▶ [Aufgabe] Gib bitte den Teil des Textes über Monster-Truck-Shows, der mit den Worten beginnt, die „Monster-Truck-Shows sind etwas“ enthalten, und mit „jedes Jahr sehen.“ schließt, erneut wieder. Benenne darin „Offroad-Strecke“ in „Geländestrecke“ um.

Monster-Truck-Shows sind etwas sehr Amerikanisches. In den USA stimmt das Publikum die Nationalhymne an, bevor die Motore aufheulen. Doch auch in Europa haben die Shows eine grosse Fangemeinde, obwohl das Zelebrieren von methanolgetriebener Kraftmeierei und qualmenden Auspuffrohren so gar nicht dem Zeitgeist entspricht.

Die Trucks walzen mit Lust Autos platt, vollführen Rückwärtssalti und rasen mit Geschwindigkeiten von bis zu 110 Kilometern pro Stunde über die Offroad-Strecke. Vier Millionen Zuschauerinnen und Zuschauer wollen das jedes Jahr sehen.

Nun sollen der «Megalodon» und seine Gefährten – sie tragen Namen wie «Grave Digger», «El Toro Loco» oder «Alien Invasion» – nach Zürich kommen: Am Wochenende vom 20.April sind insgesamt vier Shows im Hallenstadion angekündigt. Angepriesen werden sie als «Motorsporterlebnis für die ganze Familie», Babys auf dem Schoss der Eltern dürfen gratis mit.

Ganz unproblematisch scheinen die Shows aber nicht zu sein. In Hamburg ist es am letzten Wochenende zu einem Zwischenfall gekommen: Die Show wurde abgebrochen, nachdem in der Halle zu hohe Abgaswerte festgestellt worden waren. Ein elfjähriger Bub musste wegen einer Kohlenmonoxidvergiftung ins Spital gebracht werden. Zwei weitere geplante Veranstaltungen in Hamburg wurden abgesagt.

In den letzten Jahren ist es in Monster-Truck-Shows zudem zu zahlreichen Unfällen gekommen. 2014 wurden in den Niederlanden bei einer Veranstaltung im Freien drei Menschen getötet und rund zwei Dutzend zum Teil schwer verletzt. Ein Truck war zuerst als Element der Show über einige Autos gerollt, danach flog er aus der Kurve, rammte ein Absperrgitter und fuhr in die Zuschauermenge. Ein Jahr zuvor war in Mexiko ein Monster-Truck eine Tribüne hinaufgerollt, neun Personen kamen dabei ums Leben.

Auch solch schwere Unfälle können der Beliebtheit dieser Shows wenig anhaben. In Zürich war die Nachfrage so gross, dass die Veranstalterin Good News einen zusätzlichen Termin organisierte.

Der grüne Gemeinderat und Klimaaktivist Dominik Waser kann darüber nur den Kopf schütteln. «Diese Shows sind gefährlich, und es werden offensichtlich sehr viele Abgase ausgestossen», sagt er. Ein Verbot findet er zwar wenig sinnvoll, «wir haben grössere Probleme». Doch es müssten unbedingt Vorkehrungen getroffen werden, um die Gesundheit der Anwesenden im Hallenstadion nicht zu gefährden.

Können die Shows in Zürich unter diesen Voraussetzungen stattfinden? Die SRF-Sendung «Schweiz aktuell» spekulierte, sie stünden auf der Kippe. Doch die lokale Veranstalterin Good News will offenbar nicht darauf verzichten. Auf Anfrage der NZZ verweist sie auf eine offizielle Stellungnahme von Feld Motor Sports, dem Unternehmen, das die «Monster Jams» produziert und in Europa weitere Shows in München und Berlin durchführen will.

▶ [Bereitgestellte Einträge]
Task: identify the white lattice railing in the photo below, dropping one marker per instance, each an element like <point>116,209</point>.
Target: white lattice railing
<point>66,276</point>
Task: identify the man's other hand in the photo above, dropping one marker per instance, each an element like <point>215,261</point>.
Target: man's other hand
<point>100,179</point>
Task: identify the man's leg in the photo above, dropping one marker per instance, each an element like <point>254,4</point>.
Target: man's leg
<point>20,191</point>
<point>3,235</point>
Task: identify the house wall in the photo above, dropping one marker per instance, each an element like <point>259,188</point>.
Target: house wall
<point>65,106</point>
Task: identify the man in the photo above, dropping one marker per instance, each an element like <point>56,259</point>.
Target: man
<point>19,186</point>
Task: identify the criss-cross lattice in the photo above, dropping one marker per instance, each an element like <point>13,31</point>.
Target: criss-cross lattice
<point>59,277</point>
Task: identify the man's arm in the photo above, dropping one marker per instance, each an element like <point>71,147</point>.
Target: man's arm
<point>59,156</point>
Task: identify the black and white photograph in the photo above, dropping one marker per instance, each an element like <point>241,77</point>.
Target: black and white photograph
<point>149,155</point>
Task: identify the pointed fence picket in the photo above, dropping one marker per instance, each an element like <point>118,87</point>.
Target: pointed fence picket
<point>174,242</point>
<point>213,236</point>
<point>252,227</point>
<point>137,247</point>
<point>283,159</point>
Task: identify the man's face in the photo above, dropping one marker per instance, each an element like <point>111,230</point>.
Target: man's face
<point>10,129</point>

--

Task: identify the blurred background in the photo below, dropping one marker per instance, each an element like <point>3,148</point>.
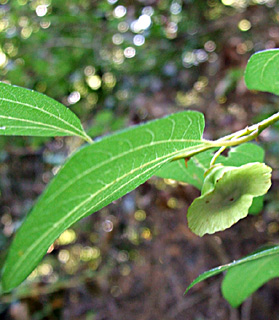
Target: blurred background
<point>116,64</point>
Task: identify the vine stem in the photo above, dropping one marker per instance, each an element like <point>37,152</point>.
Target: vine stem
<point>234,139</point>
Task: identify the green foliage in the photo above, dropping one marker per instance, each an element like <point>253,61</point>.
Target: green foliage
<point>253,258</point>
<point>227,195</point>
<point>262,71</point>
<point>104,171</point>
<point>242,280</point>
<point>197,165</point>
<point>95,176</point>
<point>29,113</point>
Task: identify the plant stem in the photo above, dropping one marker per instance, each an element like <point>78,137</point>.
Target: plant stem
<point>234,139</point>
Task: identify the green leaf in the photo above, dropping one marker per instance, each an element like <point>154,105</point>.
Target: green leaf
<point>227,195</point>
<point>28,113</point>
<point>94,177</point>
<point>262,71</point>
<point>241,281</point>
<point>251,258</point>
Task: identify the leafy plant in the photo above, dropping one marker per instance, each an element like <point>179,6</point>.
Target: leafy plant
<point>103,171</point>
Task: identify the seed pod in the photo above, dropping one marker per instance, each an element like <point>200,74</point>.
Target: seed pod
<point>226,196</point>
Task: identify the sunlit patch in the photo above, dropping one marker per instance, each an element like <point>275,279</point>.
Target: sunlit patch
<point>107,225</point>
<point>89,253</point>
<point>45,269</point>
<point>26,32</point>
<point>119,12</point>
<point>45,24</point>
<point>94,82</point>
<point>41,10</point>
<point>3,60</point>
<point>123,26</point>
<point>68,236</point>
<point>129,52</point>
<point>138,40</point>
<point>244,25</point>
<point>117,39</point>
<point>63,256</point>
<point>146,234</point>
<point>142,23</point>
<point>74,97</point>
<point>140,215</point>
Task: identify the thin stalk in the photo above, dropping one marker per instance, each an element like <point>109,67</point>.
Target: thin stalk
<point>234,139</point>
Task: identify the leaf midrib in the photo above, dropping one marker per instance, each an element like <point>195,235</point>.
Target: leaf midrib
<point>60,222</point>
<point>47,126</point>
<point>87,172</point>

---

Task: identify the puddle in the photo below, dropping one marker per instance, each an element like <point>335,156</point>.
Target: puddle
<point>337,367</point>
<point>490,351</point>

▶ [Antwort]
Monster-Truck-Shows sind etwas sehr Amerikanisches. In den USA stimmt das Publikum die Nationalhymne an, bevor die Motore aufheulen. Doch auch in Europa haben die Shows eine grosse Fangemeinde, obwohl das Zelebrieren von methanolgetriebener Kraftmeierei und qualmenden Auspuffrohren so gar nicht dem Zeitgeist entspricht.

Die Trucks walzen mit Lust Autos platt, vollführen Rückwärtssalti und rasen mit Geschwindigkeiten von bis zu 110 Kilometern pro Stunde über die Geländestrecke. Vier Millionen Zuschauerinnen und Zuschauer wollen das jedes Jahr sehen.